◆ Exercise requirements
Copy the passage about western scrub jays word for word, in full.

◆ Selected text
* * *

One of my very favorite bird species is also a very colorful backyard visitor: western scrub jays. Not only is their bright blue plumage with gray markings a vibrant addition to the backyard rainbow, but their stubborn and insistent personalities add colorful comedy to the regular interactions of all the species who regularly dine at my feeders.
Take this year's scrub jay family, for example. One has a rather noticeable white spot on its crown and is absolutely bold, not minding to come within inches of me as he seeks a favorite treat. Another, with a beak rather thicker than his cohorts, has a raucous call several decibels above what you'd normally hear in the backyard. Another has scruffier plumage and tends to be more reticent about approaching a feeder, particularly when a sibling is present. Each of these birds interacts in a characteristic way, often chasing one another or slyly secreting their cache in one spot while a sibling cleverly pilfers another cache recently stowed.
And their preferred foods? Peanuts, of course. Whole, in the shell nuts never last long in the small terra cotta dish I've dedicated as a peanut feeder. I buy a new bag of nuts (mine are roasted and salted as being the least expensive and most readily available, and they certainly don't mind) nearly every week, but if they aren't out on the table in the early morning or late afternoon I will certainly hear about it with screeches and angry calls. They're also apt to call if there aren't enough peanuts in the dish, though when a half dozen or more jays are scrambling to claim their share of the bounty, even a large handful doesn't last long. If the peanuts are not forthcoming, seeds from the platform feeder will do, but I've learned just how favored peanuts truly are -- once, seeing a scrub jay scrabbling around in the feeder to load up on seeds, I hurried to put out a handful of peanuts. He was grateful, and indeed he flew right over to the patio table to choose a choice nut. Before selecting a nut, however, he bent over and spit out all the seeds he'd just taken from the feeder, squawked at me (a reprimand for not having peanuts available in the first place?), and flew off with a nut. I guess jays don't have the best table manners.

* * *

◆ Extracted records

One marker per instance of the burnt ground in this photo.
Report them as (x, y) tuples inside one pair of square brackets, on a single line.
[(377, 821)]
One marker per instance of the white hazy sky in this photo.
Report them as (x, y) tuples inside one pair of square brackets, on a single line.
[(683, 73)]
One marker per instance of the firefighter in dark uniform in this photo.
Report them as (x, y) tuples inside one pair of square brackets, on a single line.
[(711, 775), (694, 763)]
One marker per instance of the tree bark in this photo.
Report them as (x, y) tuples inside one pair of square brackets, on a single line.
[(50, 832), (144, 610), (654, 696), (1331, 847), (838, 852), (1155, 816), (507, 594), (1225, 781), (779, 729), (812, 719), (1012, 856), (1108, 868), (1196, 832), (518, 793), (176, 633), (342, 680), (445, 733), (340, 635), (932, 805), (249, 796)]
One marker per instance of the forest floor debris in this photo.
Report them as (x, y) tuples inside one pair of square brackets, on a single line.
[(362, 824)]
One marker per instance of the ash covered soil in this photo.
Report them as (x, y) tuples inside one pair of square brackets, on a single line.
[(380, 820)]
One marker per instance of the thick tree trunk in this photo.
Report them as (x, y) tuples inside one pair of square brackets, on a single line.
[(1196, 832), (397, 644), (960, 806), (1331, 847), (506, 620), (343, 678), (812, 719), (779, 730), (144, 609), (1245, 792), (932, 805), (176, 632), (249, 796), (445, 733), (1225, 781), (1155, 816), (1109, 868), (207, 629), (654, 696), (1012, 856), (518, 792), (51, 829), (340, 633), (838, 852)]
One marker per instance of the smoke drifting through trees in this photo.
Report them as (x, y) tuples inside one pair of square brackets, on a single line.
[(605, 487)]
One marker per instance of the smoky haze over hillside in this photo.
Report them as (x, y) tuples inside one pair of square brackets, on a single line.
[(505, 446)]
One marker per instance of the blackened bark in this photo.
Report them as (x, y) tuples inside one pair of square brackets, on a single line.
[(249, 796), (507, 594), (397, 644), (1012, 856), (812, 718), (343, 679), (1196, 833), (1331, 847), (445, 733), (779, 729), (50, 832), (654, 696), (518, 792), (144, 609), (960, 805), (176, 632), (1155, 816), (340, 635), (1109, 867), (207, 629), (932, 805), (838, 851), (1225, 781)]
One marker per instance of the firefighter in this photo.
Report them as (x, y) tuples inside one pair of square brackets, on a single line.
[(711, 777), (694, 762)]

* * *

◆ Result of this task
One of my very favorite bird species is also a very colorful backyard visitor: western scrub jays. Not only is their bright blue plumage with gray markings a vibrant addition to the backyard rainbow, but their stubborn and insistent personalities add colorful comedy to the regular interactions of all the species who regularly dine at my feeders.
Take this year's scrub jay family, for example. One has a rather noticeable white spot on its crown and is absolutely bold, not minding to come within inches of me as he seeks a favorite treat. Another, with a beak rather thicker than his cohorts, has a raucous call several decibels above what you'd normally hear in the backyard. Another has scruffier plumage and tends to be more reticent about approaching a feeder, particularly when a sibling is present. Each of these birds interacts in a characteristic way, often chasing one another or slyly secreting their cache in one spot while a sibling cleverly pilfers another cache recently stowed.
And their preferred foods? Peanuts, of course. Whole, in the shell nuts never last long in the small terra cotta dish I've dedicated as a peanut feeder. I buy a new bag of nuts (mine are roasted and salted as being the least expensive and most readily available, and they certainly don't mind) nearly every week, but if they aren't out on the table in the early morning or late afternoon I will certainly hear about it with screeches and angry calls. They're also apt to call if there aren't enough peanuts in the dish, though when a half dozen or more jays are scrambling to claim their share of the bounty, even a large handful doesn't last long. If the peanuts are not forthcoming, seeds from the platform feeder will do, but I've learned just how favored peanuts truly are -- once, seeing a scrub jay scrabbling around in the feeder to load up on seeds, I hurried to put out a handful of peanuts. He was grateful, and indeed he flew right over to the patio table to choose a choice nut. Before selecting a nut, however, he bent over and spit out all the seeds he'd just taken from the feeder, squawked at me (a reprimand for not having peanuts available in the first place?), and flew off with a nut. I guess jays don't have the best table manners.